Depuis plusieurs jours, Jérusalem a pris des airs de petite Amérique. Un peu partout dans les rues de la ville sainte, des affiches aguicheuses en anglais ont remplacé les traditionnelles annonces locales publiées en caractères hébraïques.
Presque impossible de passer à côté de cette campagne publicitaire tape-à-l’œil, initiée par le Friends of Zion Museum (le Musée des Amis de Sion, en français). Sur ses nombreux posters, deux slogans: « Trump is a friend of Zion » (‘Trump est un ami de Sion’) et « Trump make Israel great » (‘Israël, grande grâce à Trump’), clin d’œil au célèbre slogan américain popularisé par l’actuel locataire de la Maison Blanche lors de sa campagne présidentielle de 2016, « Make America Great Again ».
Les drapeaux américains ont eux aussi envahi les rues de Jérusalem. Dans les airs, côte à côte, petits Stars and Stripes et fanions bleus et blancs coiffés de l’étoile de David mènent, tel un fil rouge, jusqu’au 14 David Flusser St – l’adresse de la nouvelle ambassade américaine.
Sous les panneaux de signalisation récemment installés et indiquant en hébreu, en arabe et en anglais la direction de l’ambassade, un groupe de touristes se fait photographier, tout sourire. Depuis la Norvège, ils sont venus en Israël, spécialement pour l’occasion.
« L’implantation d’une ambassade à Jérusalem est quelque chose d’historique ! C’est une première, et c’est le signe que le Messie est en chemin », confie Kari, une joviale sexagénaire aux pétillants yeux clairs. « Les ambassades se trouvent toujours au sein des capitales des pays, quels qu’ils soient. Alors pourquoi pas en Israël ? Jérusalem est la capitale de l’Etat hébreu, Trump a pris la bonne décision », poursuit Tor, lui aussi ravi par ce déménagement.
4.000 fleurs plantées pour l’occasion
Plutôt que la construction d’un nouveau bâtiment, c’est le réaménagement d’une installation consulaire américaine déjà existante qui a été privilégié.
Située dans le quartier d’Arnona, tout près de Talpiot et de Kiriat Moriya, la nouvelle ambassade surplombera les quartiers arabes de Jérusalem-Est, qui se trouvent à quelques dizaines de mètres à vol d’oiseau.
Depuis plusieurs jours, de nombreux ouvriers et employés municipaux s’activent pour offrir un lifting de dernière minute à ce quartier isolé, où règne habituellement un incroyable calme.
« Des places de parking ont été créés, les graffitis effacés, et maintenant il y a même des bancs à l’entrée du quartier ! », indique Lior, une habitante d’Arnona. « On aurait apprécié qu’ils fassent tout ça il y a dix ans. On paie plus de 10.000 shekels par an de taxes municipales (près de 2.500 euros) et la ville ne s’est jamais investie dans quoi que ce soit ! », confie, amère, cette maman de quatre enfants.
◆ ◆ ◆ ◆
# ACTIONS À MENER:
1 – Relevez chaque ligne des enregistrements où figure le mot « entrance », en tenant compte des majuscules et minuscules.
2 – Reprenez l'article sur l'ambassade américaine à Jérusalem et poursuivez-le à partir de sa dernière phrase.
Les enregistrements n'ont aucun lien avec l'article sur l'ambassade américaine à Jérusalem.

# Éléments recensés dans un jeu de données:
◆ ◆ ◆ ◆
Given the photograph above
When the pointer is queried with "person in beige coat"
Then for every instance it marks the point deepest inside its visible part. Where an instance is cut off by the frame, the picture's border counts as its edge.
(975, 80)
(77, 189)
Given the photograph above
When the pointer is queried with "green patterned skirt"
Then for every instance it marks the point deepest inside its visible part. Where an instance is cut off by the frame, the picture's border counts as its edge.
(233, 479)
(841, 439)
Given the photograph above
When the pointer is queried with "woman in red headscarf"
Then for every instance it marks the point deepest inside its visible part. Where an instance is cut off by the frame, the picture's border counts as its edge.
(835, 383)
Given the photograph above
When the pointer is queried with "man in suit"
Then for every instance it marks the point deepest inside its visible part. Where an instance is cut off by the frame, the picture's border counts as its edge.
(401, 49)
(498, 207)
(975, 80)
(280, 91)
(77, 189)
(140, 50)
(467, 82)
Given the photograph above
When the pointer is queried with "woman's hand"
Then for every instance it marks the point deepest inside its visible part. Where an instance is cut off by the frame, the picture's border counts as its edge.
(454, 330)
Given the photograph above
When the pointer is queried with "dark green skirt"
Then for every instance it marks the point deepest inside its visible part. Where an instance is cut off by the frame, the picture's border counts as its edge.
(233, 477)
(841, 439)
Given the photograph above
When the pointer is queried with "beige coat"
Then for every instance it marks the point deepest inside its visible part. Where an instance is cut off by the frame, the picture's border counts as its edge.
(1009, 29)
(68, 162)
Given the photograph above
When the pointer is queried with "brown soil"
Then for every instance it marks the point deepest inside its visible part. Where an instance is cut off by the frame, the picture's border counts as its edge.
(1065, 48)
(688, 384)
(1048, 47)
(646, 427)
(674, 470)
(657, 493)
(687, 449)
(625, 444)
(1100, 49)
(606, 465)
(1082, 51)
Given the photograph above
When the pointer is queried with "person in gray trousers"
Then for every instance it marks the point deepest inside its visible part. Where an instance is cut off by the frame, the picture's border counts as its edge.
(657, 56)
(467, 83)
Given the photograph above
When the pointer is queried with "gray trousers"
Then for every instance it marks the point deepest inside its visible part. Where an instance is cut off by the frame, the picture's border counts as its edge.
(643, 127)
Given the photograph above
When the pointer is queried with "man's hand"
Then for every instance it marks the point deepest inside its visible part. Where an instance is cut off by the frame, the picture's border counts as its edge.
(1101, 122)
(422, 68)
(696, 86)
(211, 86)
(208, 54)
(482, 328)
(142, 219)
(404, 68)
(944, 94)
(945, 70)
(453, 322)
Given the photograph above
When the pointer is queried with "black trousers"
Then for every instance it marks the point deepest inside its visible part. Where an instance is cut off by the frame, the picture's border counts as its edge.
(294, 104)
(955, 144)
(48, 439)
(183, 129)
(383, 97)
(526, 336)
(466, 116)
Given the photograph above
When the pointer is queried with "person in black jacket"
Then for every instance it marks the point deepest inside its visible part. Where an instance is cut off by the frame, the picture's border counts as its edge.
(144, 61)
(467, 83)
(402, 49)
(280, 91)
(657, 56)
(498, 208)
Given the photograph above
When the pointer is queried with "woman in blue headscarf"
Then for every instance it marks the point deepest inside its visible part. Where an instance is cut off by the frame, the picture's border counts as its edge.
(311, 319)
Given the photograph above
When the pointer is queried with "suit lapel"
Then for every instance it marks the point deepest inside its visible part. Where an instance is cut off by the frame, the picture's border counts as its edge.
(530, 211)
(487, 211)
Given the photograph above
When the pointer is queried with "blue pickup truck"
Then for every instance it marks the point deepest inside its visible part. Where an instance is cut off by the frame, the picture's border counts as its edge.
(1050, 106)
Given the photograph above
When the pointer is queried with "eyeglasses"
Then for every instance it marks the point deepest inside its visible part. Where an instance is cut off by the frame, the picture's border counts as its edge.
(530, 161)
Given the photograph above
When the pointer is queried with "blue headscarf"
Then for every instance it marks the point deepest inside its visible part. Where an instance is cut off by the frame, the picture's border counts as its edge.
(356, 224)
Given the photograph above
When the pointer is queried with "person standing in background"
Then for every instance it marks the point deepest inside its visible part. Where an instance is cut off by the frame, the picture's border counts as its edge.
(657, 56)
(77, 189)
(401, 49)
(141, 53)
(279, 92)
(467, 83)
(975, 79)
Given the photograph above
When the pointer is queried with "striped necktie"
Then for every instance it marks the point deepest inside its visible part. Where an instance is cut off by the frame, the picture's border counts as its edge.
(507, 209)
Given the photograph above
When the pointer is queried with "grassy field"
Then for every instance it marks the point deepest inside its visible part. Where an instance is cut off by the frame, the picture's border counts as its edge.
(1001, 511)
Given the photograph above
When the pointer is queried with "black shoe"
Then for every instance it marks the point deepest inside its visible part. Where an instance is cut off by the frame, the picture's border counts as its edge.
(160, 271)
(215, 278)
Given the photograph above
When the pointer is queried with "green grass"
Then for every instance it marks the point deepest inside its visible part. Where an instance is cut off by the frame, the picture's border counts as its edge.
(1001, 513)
◆ ◆ ◆ ◆
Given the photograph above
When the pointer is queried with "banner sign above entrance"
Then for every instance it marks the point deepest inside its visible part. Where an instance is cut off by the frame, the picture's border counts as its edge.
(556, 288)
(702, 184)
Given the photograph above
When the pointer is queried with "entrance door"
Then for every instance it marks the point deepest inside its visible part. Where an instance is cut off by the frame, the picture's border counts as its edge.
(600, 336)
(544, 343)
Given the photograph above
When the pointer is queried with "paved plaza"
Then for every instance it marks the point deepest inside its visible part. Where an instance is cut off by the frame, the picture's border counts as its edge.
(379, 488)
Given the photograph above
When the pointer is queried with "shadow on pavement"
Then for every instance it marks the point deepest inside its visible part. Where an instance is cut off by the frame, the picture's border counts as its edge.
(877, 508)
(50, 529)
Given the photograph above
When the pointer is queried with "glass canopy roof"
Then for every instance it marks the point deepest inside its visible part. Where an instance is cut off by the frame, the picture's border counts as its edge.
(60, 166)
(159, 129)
◆ ◆ ◆ ◆
# RÉSULTATS PAR TÂCHE:
1 –
When the pointer is queried with "banner sign above entrance"
When the pointer is queried with "entrance door"

2 –
En bas de la montée qui mène à la future ambassade, après quatre jours de travail, les jardiniers font leurs dernières retouches. « On nous a demandé de planter des fleurs au pied de chaque arbre du quartier », précise l’un deux, une cigarette aux lèvres. Les couleurs n’ont pas été choisies par hasard: du rouge, du blanc et du violet – ce qui se rapprochait visiblement le plus du bleu foncé du drapeau américain… « Il a fallu plus de 4.000 plantes », confie un employé municipal, pointant du doigt un parterre fleuri.
Quelques mètres plus loin, d’autres ouvriers s’activent autour de ce qui sera très bientôt l’entrée officielle de la nouvelle ambassade américaine.
La sécurité a été largement déployée: plusieurs hommes gardent les lieux, des soldats patrouillent dans la zone, et de nombreux gardes-frontières font eux aussi d’incessants allers et venues.
Lors que l’on s’approche du bâtiment officiel, il faut montrer patte blanche en présentant sa pièce d’identité, annoncer le motif de sa venue, répondre à plusieurs questions et surtout, ne pas prendre de photos…
Jusqu’à mardi, tout doit rester confidentiel. Posée jeudi, l’enseigne officielle de l’ambassade, gravée dans de la pierre blanche, a depuis été recouverte…
Lior Barazani, qui gère les équipes déployées sur place, précise que ces mesures durent depuis près de trois semaines déjà.
Les résidents du Diplomat Hotel – une résidence vieillotte qui porte mal son nom… – peuvent en témoigner.
Depuis ce bâtiment – qui appartenait au ministère israélien de l’Intégration avant d’être racheté par les Etats-Unis en 2014 – situé à deux pas en contrebas de la future ambassade, les pensionnaires sont aux premières loges des préparatifs.
Des personnes âgées arrivées en Israël après la chute de l’URSS et qui considèrent cette résidence comme leur maison. La seule qu’ils aient. Et avec ses loyers modérés, « trois fois moins chers que dans le reste de la ville » selon le gardien posté à l’entrée du bâtiment, c’est aussi la seule à laquelle la plupart d’entre eux puissent prétendre à Jérusalem.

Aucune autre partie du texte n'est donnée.